Challenge a >>
Set down, word for word, the part of the John Lennon essay from "The Beatles weren’t" to "my fever away.".

Excerpted passage >>
^^^^
Home > Uncategorized > He might have changed the world even more than he changed the world…

He might have changed the world even more than he changed the world…

I was 14 years old when we lost John Lennon. It was a senseless act of violence…….perpetrated by a nobody. I’ve tried to forget the killer’s name. Some religious zealot with a broken brain and a hard-on for JD Salinger.

Howard Cosell told me, and told the world. In the middle of the Monday Night Football broadcast. It didn’t seem real. It still doesn’t seem real. I don’t remember if I cried or not. I was alone upstairs, watching the game on my parent’s color TV in their bedroom. They placed it on top of a tall dresser, so I would watch it standing up to get the best view. All I can recall is being sort of frozen in place. I must have yelled out to my sisters or my parents. I’m sure I was the one who broke it to them. Cosell scooped the world.

The Beatles weren’t even out of their 20s when they called it quits. My introduction to their music came from the usual places. Big brothers and big sisters and the radio. These songs would not go away. One of my earliest Christmas memories was finding the famous “red” double album of their early work under the tree. I had a high fever and was shivering on the couch, but underneath my blankets I clutched the record, and spinning it on the turntable burned my fever away.

I knew nothing then of Paul and Linda and John and Yoko or Apple record lawsuit chaos. The Beatles were gone already, in my mind they were old and retired. Every once in a while one of them might release a Christmas song or something. I didn’t have a favorite Beatle. I kinda agreed with George Harrison who when asked how many Beatles did it take to change a light-bulb answered “four”. John sang some and Paul sang some and George sang some and even Ringo got to belt out “Octopus’s Garden” and “With a Little Help From My Friends”. Why choose sides when you’re surrounded by friends?
^^^^
Data rows >>
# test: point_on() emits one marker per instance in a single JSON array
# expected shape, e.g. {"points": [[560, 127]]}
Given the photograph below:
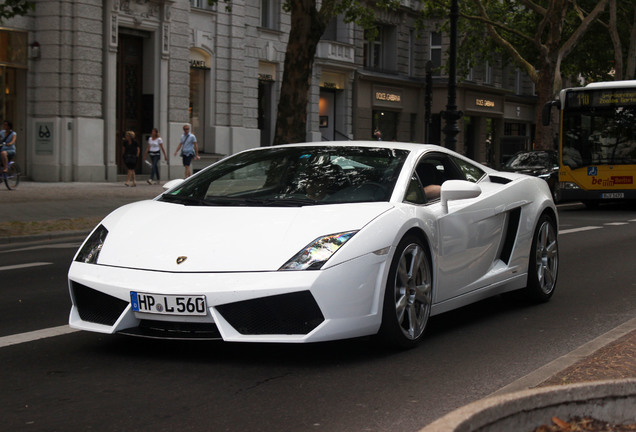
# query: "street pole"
{"points": [[451, 115]]}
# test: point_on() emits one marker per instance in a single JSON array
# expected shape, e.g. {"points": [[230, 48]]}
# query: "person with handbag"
{"points": [[130, 153], [189, 149], [154, 150]]}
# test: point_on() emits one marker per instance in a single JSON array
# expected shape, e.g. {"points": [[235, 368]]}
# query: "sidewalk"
{"points": [[44, 210], [38, 211]]}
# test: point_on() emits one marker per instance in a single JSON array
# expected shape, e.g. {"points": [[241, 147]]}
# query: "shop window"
{"points": [[385, 125], [197, 103], [270, 14]]}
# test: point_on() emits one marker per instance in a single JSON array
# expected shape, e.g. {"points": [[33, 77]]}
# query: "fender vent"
{"points": [[511, 234]]}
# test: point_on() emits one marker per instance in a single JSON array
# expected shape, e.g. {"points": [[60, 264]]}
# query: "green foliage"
{"points": [[11, 8]]}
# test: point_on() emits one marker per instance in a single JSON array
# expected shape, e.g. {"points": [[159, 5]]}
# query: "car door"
{"points": [[469, 234]]}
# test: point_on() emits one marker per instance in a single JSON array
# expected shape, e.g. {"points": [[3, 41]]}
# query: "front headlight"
{"points": [[92, 246], [316, 254]]}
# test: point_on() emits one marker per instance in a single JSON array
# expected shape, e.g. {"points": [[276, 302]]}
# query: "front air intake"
{"points": [[97, 307], [294, 313]]}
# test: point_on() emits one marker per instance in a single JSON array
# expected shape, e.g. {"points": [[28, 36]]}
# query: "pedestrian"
{"points": [[154, 150], [130, 152], [7, 144], [189, 149]]}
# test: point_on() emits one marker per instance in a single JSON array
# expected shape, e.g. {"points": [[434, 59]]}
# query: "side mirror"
{"points": [[172, 183], [458, 189]]}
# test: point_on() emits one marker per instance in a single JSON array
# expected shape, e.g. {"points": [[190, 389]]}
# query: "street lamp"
{"points": [[451, 115]]}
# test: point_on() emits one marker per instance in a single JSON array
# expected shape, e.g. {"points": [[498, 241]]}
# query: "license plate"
{"points": [[166, 304], [613, 195]]}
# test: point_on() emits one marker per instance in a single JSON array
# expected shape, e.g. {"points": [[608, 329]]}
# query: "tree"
{"points": [[11, 8], [537, 35], [308, 24], [309, 19]]}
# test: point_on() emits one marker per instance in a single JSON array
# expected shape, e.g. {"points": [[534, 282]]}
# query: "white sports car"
{"points": [[314, 242]]}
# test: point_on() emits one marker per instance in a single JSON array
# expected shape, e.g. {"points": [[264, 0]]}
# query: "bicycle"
{"points": [[12, 176]]}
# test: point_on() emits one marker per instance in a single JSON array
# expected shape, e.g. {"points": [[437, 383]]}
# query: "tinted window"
{"points": [[295, 176]]}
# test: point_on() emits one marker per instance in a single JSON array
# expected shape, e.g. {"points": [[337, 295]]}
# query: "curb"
{"points": [[610, 401], [13, 240], [547, 371]]}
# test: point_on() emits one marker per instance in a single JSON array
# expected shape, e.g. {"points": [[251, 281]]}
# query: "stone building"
{"points": [[78, 74]]}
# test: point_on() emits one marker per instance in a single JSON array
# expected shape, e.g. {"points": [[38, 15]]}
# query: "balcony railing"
{"points": [[335, 51]]}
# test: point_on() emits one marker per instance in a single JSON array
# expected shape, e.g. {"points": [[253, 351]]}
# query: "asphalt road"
{"points": [[85, 381]]}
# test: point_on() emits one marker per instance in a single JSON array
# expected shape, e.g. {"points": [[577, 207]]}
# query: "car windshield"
{"points": [[531, 160], [294, 176]]}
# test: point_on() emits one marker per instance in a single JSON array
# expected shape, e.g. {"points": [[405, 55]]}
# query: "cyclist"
{"points": [[7, 139]]}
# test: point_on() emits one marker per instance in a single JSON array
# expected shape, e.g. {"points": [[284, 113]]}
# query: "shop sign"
{"points": [[199, 59], [487, 103], [387, 97], [44, 138]]}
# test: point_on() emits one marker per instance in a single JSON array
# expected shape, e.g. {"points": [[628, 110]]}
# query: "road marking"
{"points": [[35, 335], [48, 246], [577, 230], [27, 265]]}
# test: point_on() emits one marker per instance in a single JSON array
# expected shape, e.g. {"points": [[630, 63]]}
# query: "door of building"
{"points": [[129, 93]]}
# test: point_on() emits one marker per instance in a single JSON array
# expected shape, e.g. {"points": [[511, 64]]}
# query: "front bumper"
{"points": [[281, 306]]}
^^^^
Challenge b >>
Return every line of the entries above that contains the string "building", with case counting.

Exercise answer a >>
The Beatles weren’t even out of their 20s when they called it quits. My introduction to their music came from the usual places. Big brothers and big sisters and the radio. These songs would not go away. One of my earliest Christmas memories was finding the famous “red” double album of their early work under the tree. I had a high fever and was shivering on the couch, but underneath my blankets I clutched the record, and spinning it on the turntable burned my fever away.

Exercise answer b >>
# query: "stone building"
# query: "door of building"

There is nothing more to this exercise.